═══ Records for the exercise

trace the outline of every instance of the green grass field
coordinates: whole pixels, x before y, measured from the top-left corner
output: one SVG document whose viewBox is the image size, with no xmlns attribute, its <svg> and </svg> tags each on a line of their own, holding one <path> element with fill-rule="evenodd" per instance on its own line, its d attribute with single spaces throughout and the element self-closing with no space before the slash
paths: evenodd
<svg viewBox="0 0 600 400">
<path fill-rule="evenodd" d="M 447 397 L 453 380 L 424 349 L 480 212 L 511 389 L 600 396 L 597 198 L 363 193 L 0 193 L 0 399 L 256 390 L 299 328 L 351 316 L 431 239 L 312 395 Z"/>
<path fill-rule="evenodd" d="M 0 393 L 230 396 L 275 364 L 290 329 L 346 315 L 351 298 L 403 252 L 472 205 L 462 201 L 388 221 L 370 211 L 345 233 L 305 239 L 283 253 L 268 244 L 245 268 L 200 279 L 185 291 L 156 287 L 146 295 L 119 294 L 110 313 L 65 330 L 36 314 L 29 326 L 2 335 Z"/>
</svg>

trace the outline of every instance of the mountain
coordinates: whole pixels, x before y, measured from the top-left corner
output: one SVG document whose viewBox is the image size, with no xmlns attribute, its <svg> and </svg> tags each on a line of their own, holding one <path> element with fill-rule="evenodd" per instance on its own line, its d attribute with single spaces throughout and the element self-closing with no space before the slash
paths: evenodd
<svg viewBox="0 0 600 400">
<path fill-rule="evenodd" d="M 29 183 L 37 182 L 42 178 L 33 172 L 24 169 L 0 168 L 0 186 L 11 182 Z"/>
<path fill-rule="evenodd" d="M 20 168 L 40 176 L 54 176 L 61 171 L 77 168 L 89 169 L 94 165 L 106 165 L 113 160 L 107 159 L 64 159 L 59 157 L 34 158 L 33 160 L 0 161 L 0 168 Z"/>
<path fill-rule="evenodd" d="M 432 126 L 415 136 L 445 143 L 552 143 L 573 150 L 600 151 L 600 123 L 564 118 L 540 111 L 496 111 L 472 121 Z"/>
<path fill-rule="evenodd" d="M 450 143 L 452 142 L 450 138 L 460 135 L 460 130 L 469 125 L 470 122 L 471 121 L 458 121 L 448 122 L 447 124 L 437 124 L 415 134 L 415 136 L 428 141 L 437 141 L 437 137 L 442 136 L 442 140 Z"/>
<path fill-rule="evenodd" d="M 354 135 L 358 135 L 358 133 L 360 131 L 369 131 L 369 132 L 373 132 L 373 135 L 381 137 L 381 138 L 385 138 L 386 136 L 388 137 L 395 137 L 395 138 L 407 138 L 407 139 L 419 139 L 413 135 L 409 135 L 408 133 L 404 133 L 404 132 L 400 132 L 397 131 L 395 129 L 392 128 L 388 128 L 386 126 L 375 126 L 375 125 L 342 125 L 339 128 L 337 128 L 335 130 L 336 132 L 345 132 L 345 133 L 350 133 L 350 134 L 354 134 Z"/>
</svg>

══════

## Aim of the exercise
Reproduce every record above, word for word.

## Response to this task
trace the outline of every instance of the green grass field
coordinates: whole pixels, x before y, measured from the top-left corner
output: one SVG document whose viewBox is the image size, with no xmlns attribute, its <svg> and </svg> tags each on a line of their own, holding one <path> element with fill-rule="evenodd" per instance on its own line, its d attribute with single spaces throughout and the element self-closing with no space before the slash
paths: evenodd
<svg viewBox="0 0 600 400">
<path fill-rule="evenodd" d="M 447 397 L 453 380 L 424 349 L 480 212 L 511 389 L 600 396 L 597 198 L 363 193 L 0 193 L 0 399 L 256 390 L 299 328 L 351 316 L 431 239 L 312 395 Z"/>
<path fill-rule="evenodd" d="M 0 393 L 230 396 L 275 364 L 290 329 L 346 315 L 351 298 L 403 252 L 472 205 L 462 201 L 388 221 L 370 211 L 345 233 L 305 239 L 283 253 L 268 244 L 245 268 L 200 279 L 185 291 L 156 287 L 146 295 L 119 294 L 110 313 L 65 330 L 36 314 L 29 326 L 2 335 Z"/>
</svg>

trace the outline of every instance of the mountain
coordinates: whole pixels, x before y, measured from the top-left corner
output: one SVG document whose viewBox is the image size, with no xmlns attribute, its <svg> and </svg> tags each on a line of their own, holding one <path> element with fill-rule="evenodd" per instance on its own line, its d attribute with single spaces throughout and the element self-closing with no space before the slash
paths: evenodd
<svg viewBox="0 0 600 400">
<path fill-rule="evenodd" d="M 29 183 L 37 182 L 42 178 L 33 172 L 24 169 L 0 168 L 0 186 L 11 182 Z"/>
<path fill-rule="evenodd" d="M 20 168 L 40 176 L 54 176 L 61 171 L 77 168 L 89 169 L 94 165 L 106 165 L 113 160 L 107 159 L 64 159 L 59 157 L 34 158 L 33 160 L 0 161 L 0 168 Z"/>
<path fill-rule="evenodd" d="M 432 126 L 415 136 L 445 143 L 552 143 L 573 150 L 600 151 L 600 123 L 564 118 L 540 111 L 496 111 L 472 121 Z"/>
<path fill-rule="evenodd" d="M 450 143 L 452 142 L 450 138 L 460 135 L 460 130 L 469 125 L 470 122 L 471 121 L 458 121 L 448 122 L 447 124 L 437 124 L 415 134 L 415 136 L 428 141 L 437 141 L 437 137 L 442 136 L 442 140 Z"/>
<path fill-rule="evenodd" d="M 354 135 L 358 135 L 358 133 L 360 131 L 369 131 L 369 132 L 373 132 L 373 135 L 381 137 L 381 138 L 385 138 L 386 136 L 388 137 L 395 137 L 395 138 L 407 138 L 407 139 L 419 139 L 413 135 L 409 135 L 408 133 L 404 133 L 404 132 L 400 132 L 397 131 L 395 129 L 392 128 L 388 128 L 386 126 L 375 126 L 375 125 L 342 125 L 339 128 L 337 128 L 335 130 L 336 132 L 345 132 L 345 133 L 350 133 L 350 134 L 354 134 Z"/>
</svg>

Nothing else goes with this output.